**YOUR GOAL:**
All of the entries below are to be retyped exactly.

**PROVIDED INFORMATION:**
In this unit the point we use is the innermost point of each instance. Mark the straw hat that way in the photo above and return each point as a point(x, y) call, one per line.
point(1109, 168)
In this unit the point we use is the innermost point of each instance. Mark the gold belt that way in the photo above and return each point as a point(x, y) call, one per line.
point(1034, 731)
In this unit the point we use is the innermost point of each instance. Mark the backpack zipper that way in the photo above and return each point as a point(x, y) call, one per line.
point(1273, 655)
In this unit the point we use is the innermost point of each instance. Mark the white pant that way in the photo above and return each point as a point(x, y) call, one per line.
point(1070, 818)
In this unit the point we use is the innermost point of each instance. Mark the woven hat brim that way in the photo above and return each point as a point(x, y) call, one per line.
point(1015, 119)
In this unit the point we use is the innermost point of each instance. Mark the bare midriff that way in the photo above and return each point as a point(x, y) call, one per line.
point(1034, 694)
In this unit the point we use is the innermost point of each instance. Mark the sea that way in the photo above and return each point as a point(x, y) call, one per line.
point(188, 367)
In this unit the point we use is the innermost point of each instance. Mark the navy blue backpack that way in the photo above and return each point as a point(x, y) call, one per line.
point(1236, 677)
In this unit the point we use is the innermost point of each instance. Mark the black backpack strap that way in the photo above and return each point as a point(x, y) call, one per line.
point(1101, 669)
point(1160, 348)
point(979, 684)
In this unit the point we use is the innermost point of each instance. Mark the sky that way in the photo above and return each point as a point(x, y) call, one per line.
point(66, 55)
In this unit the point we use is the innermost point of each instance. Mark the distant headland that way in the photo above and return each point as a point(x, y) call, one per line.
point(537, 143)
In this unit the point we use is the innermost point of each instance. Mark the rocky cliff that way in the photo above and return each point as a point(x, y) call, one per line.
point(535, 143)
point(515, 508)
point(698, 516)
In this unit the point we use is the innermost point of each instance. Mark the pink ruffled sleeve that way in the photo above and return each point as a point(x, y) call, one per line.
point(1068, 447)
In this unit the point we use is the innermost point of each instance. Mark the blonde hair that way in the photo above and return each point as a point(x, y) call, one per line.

**ANSWER FOR THE TASK:**
In this unit the point we use is the innermost point of each instance. Mark the straw hat that way in the photo above and return each point as a point(x, y) call, one per line.
point(1109, 168)
In this unit the point we use is the innermost point of each instance. Mark the gold belt that way in the photo above and return each point as a point(x, y) call, one per line.
point(1034, 731)
In this unit the point we use is the innermost point of each instance. Mark the backpack zipper that way in the photo above and return each point as a point(x, y) call, one per line.
point(1273, 655)
In this unit the point we use is the innermost point of each instance. Mark the white pant that way in the photo above and return each point as a point(x, y) call, one per line.
point(1070, 818)
In this unit the point we use is the innermost point of each instance. Mark the woven hat brim that way in the photo above and return each point as a point(x, y) call, one per line.
point(1015, 119)
In this unit the point we use is the innermost point of each instance. Mark the bare midriff that way in the photo above and return each point as a point(x, y) call, one per line.
point(1034, 694)
In this unit the point we use is the innermost point of each instance. Mark the sea that way in the photo above and return each point as a point(x, y) call, one per line.
point(188, 367)
In this unit the point we use is the innermost point of each instance. Mark the navy blue backpack that way in the photo above and return each point as a point(x, y) call, one per line.
point(1236, 677)
In this unit the point we use is the innermost point of each instance. Mark the black backpack strap that way in the photo above and return each point as a point(x, y) call, one per line.
point(1101, 669)
point(1160, 348)
point(979, 684)
In this unit the point we use is the innermost point of each instance. Mark the sky that way in the photo above and return each point as a point(x, y) call, one per line.
point(66, 55)
In this unit the point we use is the innermost point of each instance. Mark the distant headland that way in the photo above and return each point as a point(x, y) call, one per line.
point(537, 143)
In this unit the point we use is the innermost point of each instance. Mark the rocky cliff that way in the photo above and return each point as a point(x, y) call, one per line.
point(535, 143)
point(515, 508)
point(698, 516)
In this unit the point we use is the innermost point of each instance. Mark the pink ruffled sleeve that way in the photo above and return each point as a point(x, y) call, one per line.
point(1068, 447)
In this unit the point we use is the innermost point of each instance. Mark the blonde hair that way in the photo above and return each point as a point(x, y) call, one per line.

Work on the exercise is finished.